▶ _REQUIRED WORK_:
Each record is to be duplicated exactly, with nothing added.

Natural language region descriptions

☆ ☆ ☆

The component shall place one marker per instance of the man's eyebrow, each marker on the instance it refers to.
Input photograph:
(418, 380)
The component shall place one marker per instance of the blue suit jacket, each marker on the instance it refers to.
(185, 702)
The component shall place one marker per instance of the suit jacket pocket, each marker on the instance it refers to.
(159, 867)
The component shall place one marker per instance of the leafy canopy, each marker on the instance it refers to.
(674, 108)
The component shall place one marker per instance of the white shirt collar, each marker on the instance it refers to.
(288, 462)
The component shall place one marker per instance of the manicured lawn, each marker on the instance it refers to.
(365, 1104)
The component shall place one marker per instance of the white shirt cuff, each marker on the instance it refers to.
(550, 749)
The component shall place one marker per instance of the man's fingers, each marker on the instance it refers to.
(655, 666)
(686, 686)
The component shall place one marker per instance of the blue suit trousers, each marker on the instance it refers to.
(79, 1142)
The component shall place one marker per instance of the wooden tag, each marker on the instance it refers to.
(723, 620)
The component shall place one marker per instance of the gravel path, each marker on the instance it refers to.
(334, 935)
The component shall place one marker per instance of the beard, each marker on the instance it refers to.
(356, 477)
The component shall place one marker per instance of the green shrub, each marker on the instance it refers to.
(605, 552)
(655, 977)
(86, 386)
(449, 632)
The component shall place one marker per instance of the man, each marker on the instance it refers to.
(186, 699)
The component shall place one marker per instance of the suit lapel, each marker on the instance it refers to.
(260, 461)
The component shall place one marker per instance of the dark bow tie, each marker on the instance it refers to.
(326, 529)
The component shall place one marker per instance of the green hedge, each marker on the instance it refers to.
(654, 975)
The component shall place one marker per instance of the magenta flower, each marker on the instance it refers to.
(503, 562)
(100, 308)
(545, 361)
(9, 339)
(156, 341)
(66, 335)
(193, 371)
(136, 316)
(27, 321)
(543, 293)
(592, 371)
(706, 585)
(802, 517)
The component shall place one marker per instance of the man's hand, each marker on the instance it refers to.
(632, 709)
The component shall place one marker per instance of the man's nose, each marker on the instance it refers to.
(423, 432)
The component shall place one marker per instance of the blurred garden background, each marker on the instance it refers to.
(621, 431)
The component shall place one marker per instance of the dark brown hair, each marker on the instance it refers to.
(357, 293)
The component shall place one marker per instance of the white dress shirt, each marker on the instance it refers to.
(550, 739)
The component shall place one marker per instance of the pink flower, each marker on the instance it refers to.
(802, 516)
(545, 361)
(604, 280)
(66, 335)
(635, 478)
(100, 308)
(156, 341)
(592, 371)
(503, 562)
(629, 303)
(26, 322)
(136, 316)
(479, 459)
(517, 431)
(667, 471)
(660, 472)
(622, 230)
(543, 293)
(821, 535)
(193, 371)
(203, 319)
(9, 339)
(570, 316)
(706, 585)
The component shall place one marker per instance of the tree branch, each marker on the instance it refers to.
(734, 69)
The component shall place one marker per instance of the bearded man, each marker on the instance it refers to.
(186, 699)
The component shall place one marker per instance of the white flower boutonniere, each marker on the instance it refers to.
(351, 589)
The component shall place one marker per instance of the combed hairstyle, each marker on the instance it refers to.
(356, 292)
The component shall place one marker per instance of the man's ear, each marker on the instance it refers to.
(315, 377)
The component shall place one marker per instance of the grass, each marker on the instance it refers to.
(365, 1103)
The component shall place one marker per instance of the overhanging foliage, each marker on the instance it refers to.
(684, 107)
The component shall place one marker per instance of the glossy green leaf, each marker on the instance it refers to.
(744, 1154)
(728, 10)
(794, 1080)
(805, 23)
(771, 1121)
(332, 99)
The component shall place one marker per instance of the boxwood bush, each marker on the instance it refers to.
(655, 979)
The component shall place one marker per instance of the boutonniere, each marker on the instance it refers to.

☆ ☆ ☆

▶ _RESULT FOR THIS EXERCISE_:
The component shall place one marker per instance of the man's eyebrow, each marker on the instance it refers to.
Input photograph:
(418, 380)
The component shall place one marker per instance of the blue suit jacket, each marker on the instance it refers to.
(185, 702)
The component shall place one marker per instance of the suit jacket pocket, each marker on the instance it refers to.
(159, 867)
The component shall place one marker per instance of the leafy canopy, each marker on the instance it refers to.
(674, 108)
The component shall place one marker per instance of the white shirt collar, each marker on the instance it refers to.
(288, 462)
The component shall place one marker per instance of the manicured lawn, each marker on the instance it refers to.
(365, 1104)
The component shall place one marker per instance of the white shirt cuff, each marker on the instance it refers to.
(550, 749)
The component shall place one marker per instance of the man's fingers, each marker on the instance it refers to.
(655, 666)
(686, 686)
The component shall place one marker per instance of the blue suit trousers, each marker on the instance it refers to.
(79, 1142)
The component shall place one marker per instance of the wooden tag, each marker on the instance it refers to.
(723, 620)
The component shall place one marker per instance of the gravel path, each marker on the instance it refers to.
(334, 935)
The component shall place one marker per instance of the beard, each marker on the instance it refers to.
(356, 477)
The component shall place one marker per instance of the green shrub, each marker on the instance it refers to.
(605, 552)
(655, 977)
(86, 386)
(449, 632)
The component shall place one marker per instance of the man, each marker on the instance it refers to.
(186, 699)
The component shall place one marker per instance of the suit lapel, each marker on the instance it refers to.
(260, 461)
The component shall place one marker per instance of the dark bow tie, each marker on the instance it refers to.
(326, 529)
The component shall place one marker per instance of the green hedge, each marker on the instance it refers to.
(654, 975)
The component shall place one marker per instance of the magenta flower, each marker on the instance it refers to.
(503, 562)
(100, 308)
(545, 361)
(9, 339)
(156, 341)
(66, 335)
(193, 371)
(136, 316)
(27, 321)
(543, 293)
(592, 371)
(706, 585)
(802, 517)
The component shall place one marker per instance of the man's hand, each marker on the instance it refers to.
(632, 709)
The component shall place one marker per instance of the man's nose, each marker on the instance it refers to.
(423, 432)
The component shall place one marker per instance of the blurred garden background, each marker on the instance it refers to.
(621, 431)
The component shall place one marker per instance of the dark brown hair, each marker on the instance it refers to.
(357, 293)
The component shall place one marker per instance of the white dress shirt, each marker on the instance it refers to.
(550, 739)
The component shall place one marker per instance of the pink flower, each marker on the instance it refers to.
(802, 516)
(545, 361)
(604, 280)
(66, 335)
(635, 478)
(100, 308)
(156, 341)
(592, 371)
(503, 562)
(629, 303)
(26, 322)
(136, 316)
(479, 459)
(517, 431)
(667, 471)
(660, 472)
(622, 230)
(543, 293)
(821, 535)
(193, 371)
(203, 319)
(9, 339)
(570, 316)
(706, 585)
The component shall place one marker per instance of the tree branch, each marker on the instance it refers to.
(734, 69)
The component shall place one marker per instance of the bearded man, each marker on the instance it refers to.
(186, 699)
The component shall place one marker per instance of the white flower boutonniere, each marker on the instance it refers to.
(351, 589)
The component shall place one marker per instance of the combed hairstyle, each marker on the instance it refers to.
(356, 292)
The component shall place one marker per instance of the man's ear, each marker on the instance it refers to.
(315, 377)
The component shall place one marker per instance of the grass, each marker on the instance it refers to.
(365, 1103)
The component shall place one marker per instance of the overhanging foliage, each marker on the instance it refers to.
(684, 107)
The component shall place one marker per instance of the glossy green leaf, each marker on the instance it refers to.
(744, 1154)
(728, 10)
(794, 1080)
(805, 23)
(771, 1121)
(332, 99)
The component shall place one marker per instance of the boxwood bush, each marker on the instance it refers to.
(655, 979)
The component shall place one marker per instance of the boutonniere, each marker on the instance it refers to.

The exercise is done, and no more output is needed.